**PROBLEM REQUIREMENTS:**
Beginning with the line that contains "of the boathouse", extract each line through the end of the listing below, with no additions or omissions.

**RECORDS SHOWN:**
○ ○ ○ ○ ○

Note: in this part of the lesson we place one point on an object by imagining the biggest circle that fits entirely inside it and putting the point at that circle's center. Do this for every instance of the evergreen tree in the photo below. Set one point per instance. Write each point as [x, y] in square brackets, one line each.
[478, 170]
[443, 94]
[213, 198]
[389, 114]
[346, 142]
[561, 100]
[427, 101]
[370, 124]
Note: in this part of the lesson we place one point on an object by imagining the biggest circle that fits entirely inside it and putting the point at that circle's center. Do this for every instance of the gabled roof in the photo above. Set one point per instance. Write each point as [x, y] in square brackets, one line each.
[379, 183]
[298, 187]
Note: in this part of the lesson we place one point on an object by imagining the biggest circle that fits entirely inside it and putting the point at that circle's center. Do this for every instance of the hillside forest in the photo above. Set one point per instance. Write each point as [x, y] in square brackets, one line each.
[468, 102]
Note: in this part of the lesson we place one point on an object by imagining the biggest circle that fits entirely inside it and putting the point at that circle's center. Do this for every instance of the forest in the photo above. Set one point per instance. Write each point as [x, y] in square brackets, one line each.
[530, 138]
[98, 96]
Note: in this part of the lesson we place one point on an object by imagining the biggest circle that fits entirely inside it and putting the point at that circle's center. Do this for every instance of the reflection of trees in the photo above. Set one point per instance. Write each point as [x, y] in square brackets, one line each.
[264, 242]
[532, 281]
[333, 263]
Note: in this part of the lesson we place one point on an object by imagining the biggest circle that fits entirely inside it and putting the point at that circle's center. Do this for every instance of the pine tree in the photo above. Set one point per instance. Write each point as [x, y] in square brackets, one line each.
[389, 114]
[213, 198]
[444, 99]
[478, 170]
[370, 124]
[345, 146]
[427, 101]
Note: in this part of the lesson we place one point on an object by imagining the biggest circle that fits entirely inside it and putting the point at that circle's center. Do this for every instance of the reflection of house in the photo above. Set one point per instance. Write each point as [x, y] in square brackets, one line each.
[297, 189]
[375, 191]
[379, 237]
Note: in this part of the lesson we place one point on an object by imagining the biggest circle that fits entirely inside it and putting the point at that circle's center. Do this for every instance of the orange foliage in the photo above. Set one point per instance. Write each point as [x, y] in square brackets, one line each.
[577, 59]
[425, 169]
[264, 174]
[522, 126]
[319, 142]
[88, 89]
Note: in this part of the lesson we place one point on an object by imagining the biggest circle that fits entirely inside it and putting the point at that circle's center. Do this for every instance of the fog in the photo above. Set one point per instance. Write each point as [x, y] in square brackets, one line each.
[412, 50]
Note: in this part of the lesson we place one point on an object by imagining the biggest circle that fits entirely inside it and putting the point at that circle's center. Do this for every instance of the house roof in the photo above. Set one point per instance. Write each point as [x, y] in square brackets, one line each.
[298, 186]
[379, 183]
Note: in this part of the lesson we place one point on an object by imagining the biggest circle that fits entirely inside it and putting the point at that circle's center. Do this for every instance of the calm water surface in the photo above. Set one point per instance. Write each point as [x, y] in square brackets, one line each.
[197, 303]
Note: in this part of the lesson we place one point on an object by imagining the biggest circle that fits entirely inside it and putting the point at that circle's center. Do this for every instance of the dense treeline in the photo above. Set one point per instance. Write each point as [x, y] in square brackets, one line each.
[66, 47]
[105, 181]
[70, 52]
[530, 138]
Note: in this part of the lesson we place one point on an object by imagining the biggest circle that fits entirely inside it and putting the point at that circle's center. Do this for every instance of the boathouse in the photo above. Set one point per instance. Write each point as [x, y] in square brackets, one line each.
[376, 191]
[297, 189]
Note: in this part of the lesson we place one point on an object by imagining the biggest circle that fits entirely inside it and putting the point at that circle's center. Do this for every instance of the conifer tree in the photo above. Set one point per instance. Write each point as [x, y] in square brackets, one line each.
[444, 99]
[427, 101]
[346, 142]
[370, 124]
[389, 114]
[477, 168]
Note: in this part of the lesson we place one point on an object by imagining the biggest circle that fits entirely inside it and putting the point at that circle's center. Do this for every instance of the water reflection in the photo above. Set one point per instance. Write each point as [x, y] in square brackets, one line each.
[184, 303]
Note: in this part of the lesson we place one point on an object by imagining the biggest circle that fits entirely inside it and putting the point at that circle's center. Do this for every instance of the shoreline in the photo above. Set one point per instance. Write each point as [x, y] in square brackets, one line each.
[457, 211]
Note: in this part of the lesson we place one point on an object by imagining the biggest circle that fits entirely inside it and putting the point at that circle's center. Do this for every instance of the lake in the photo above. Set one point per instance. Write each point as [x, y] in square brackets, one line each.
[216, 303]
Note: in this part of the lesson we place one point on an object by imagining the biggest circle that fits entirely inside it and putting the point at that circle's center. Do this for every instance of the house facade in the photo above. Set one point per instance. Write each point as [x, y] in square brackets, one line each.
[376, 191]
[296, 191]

○ ○ ○ ○ ○

**ANSWER TO THE PROBLEM:**
Note: in this part of the lesson we place one point on an object by imagining the biggest circle that fits entirely inside it and putting the point at that circle's center. Do this for every instance of the boathouse in the photo above. Set one point per instance. Write each point as [x, y] in square brackets, one line each.
[376, 191]
[297, 189]
Note: in this part of the lesson we place one point on an object by imagining the biggest circle that fits entirely inside it and putting the point at that circle's center. Do this for every instance of the conifer tree in the photo above. Set one point per instance. Write each point as [x, y] in square brackets, one line each.
[444, 99]
[427, 101]
[346, 142]
[370, 124]
[389, 114]
[477, 168]
Note: in this part of the lesson we place one point on an object by imagining the biggest circle that fits entirely inside it and putting the point at that circle's center. Do this for every instance of the water reflection in the photo above. Set one point per instance. Write each point as [x, y] in square brackets, one line each.
[184, 303]
Note: in this part of the lesson we place one point on an object by imagining the biggest circle that fits entirely inside it and putting the point at that circle's center. Do this for every instance of the shoreline in the photo above. Set one point per instance. Write each point as [x, y] in square brackets, one line each.
[457, 211]
Note: in this part of the lesson we place one point on an object by imagining the biggest circle that fits entirely inside it and putting the point at that circle's center. Do this for every instance of the lake in the photo above. Set one point per instance. Write each point as [x, y] in square brackets, one line each.
[216, 303]
Note: in this part of the lesson we place one point on an object by imagining the biggest circle that fits entirely inside it and putting the point at that circle's center. Do this for every instance of the house facade in the photo above. Set one point per instance. Write each point as [x, y] in square brackets, one line each.
[376, 191]
[296, 191]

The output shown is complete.